### REQUIRED ACTION 1
Using the message, answer these:
(a) Which serial setting did the writer try along with every baud rate?
(b) What did the writer add to the comm line to check the timing?
(c) What does the writer give as the next likely explanation for the problem?
### REQUIRED ACTION 2
Please reproduce the stretch of the message from "I added my RS232" through "getting accessed properly.".
### REQUIRED ACTION 3
Translate this sentence from the message into Spanish: "The gibberish I reported seeing with minicom is what's being sent by the evaluation board."

### TEXT SHOWN
# # # #

On Mon, 10 Jun 2002, Scott Dattalo wrote:

> Now the symptom I have is that minicom spews garbage as I type characters. 
> The obvious problem is that the baud rate is wrong. Unfortunately, I tried 
> *every* baud rate in addition to the 38.4K 8N1. It almost suggests that 
> the Evaluation board is using a non-standard baud rate. Hmm. It's time to 
> hook up the scope... (unless of course, someone can point out what's 
> obviously wrong!).


Just to follow up on my own message...

I added my RS232 break-out box to the comm line and looked at the timing 
between my Linux box and the AT91EB40. The gibberish I reported seeing 
with minicom is what's being sent by the evaluation board. The bit times 
are perfectly timed 38.4k baud bits, but the data is, well, wrong. So the 
next likely explanation is that somehow the strings being referenced by 
the RedBoot Binary are not getting accessed properly.

# # # #

### DATA SECTION
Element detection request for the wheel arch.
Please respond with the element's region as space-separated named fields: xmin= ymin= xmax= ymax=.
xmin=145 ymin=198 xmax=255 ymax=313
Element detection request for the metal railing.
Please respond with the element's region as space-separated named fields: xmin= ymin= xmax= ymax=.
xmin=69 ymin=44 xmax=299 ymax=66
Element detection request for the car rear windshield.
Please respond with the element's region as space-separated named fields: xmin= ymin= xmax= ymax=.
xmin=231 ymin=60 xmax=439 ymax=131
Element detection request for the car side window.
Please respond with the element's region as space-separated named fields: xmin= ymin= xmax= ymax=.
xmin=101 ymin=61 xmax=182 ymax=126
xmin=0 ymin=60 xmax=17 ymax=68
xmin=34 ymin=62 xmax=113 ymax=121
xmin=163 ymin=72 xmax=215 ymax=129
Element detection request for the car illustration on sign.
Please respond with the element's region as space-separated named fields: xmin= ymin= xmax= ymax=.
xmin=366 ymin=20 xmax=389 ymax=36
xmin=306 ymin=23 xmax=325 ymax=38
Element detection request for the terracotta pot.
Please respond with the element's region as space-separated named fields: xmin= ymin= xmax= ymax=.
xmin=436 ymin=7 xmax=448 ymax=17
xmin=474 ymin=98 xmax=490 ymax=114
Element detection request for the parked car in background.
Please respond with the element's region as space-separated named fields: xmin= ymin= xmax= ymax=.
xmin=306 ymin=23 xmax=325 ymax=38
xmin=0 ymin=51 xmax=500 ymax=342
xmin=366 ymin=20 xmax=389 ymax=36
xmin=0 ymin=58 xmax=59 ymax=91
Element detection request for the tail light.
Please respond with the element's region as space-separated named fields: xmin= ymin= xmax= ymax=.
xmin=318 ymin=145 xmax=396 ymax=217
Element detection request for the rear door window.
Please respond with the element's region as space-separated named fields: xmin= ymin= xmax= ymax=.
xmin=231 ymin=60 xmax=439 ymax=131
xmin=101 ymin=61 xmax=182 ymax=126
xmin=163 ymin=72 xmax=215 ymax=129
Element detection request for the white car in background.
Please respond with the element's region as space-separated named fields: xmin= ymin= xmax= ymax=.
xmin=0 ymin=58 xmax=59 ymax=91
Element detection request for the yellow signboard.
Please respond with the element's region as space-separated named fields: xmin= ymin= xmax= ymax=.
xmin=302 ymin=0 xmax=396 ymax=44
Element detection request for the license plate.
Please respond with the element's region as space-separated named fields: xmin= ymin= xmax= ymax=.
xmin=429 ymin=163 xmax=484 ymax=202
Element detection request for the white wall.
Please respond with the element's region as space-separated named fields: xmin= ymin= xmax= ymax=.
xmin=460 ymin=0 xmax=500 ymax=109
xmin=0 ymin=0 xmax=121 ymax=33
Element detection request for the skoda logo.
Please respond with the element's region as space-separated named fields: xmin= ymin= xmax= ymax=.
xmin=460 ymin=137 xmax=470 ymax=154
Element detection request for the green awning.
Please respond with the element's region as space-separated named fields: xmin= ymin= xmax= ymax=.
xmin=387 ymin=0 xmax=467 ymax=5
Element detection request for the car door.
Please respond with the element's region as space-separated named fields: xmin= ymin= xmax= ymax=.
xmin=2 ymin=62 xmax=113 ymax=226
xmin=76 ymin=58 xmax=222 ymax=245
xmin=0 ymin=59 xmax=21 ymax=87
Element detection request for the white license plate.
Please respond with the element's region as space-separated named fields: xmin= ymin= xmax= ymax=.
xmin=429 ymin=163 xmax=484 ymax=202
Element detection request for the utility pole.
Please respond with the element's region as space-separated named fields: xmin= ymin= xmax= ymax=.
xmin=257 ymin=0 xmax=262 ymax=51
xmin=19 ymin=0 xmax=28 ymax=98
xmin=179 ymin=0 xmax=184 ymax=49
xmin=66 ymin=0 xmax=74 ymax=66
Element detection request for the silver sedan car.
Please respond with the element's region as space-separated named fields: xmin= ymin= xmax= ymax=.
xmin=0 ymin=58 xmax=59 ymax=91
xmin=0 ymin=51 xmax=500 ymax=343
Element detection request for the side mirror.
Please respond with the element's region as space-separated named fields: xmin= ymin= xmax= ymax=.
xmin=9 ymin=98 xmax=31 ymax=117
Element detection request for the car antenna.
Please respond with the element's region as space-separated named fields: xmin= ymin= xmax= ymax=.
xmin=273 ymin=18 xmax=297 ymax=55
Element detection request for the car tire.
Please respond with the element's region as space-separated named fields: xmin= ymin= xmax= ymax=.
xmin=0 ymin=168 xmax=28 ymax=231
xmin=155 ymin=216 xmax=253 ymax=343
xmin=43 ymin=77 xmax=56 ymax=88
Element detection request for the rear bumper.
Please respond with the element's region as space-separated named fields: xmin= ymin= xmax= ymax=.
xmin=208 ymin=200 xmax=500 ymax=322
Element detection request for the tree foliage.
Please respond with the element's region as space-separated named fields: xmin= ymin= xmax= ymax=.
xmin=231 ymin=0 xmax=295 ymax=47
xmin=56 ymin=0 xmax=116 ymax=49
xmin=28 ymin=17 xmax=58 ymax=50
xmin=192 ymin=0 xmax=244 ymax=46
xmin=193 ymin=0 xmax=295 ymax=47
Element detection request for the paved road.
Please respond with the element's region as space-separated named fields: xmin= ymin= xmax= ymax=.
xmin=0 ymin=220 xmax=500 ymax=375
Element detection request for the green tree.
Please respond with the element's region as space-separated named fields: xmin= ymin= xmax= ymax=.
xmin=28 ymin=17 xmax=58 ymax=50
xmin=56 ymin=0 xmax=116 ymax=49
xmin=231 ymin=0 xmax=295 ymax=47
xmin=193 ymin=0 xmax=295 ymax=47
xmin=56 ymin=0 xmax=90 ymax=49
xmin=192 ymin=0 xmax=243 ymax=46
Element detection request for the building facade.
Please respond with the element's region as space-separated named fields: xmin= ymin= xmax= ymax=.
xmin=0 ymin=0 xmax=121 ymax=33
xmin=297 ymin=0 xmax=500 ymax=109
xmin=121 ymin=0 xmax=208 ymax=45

# # # #

### ANSWER 1
(a) 38.4K 8N1
(b) An RS232 break-out box
(c) The strings referenced by the RedBoot binary are not being accessed properly.

### ANSWER 2
I added my RS232 break-out box to the comm line and looked at the timing 
between my Linux box and the AT91EB40. The gibberish I reported seeing 
with minicom is what's being sent by the evaluation board. The bit times 
are perfectly timed 38.4k baud bits, but the data is, well, wrong. So the 
next likely explanation is that somehow the strings being referenced by 
the RedBoot Binary are not getting accessed properly.

### ANSWER 3
El galimatías que dije haber visto con minicom es lo que está enviando la placa de evaluación.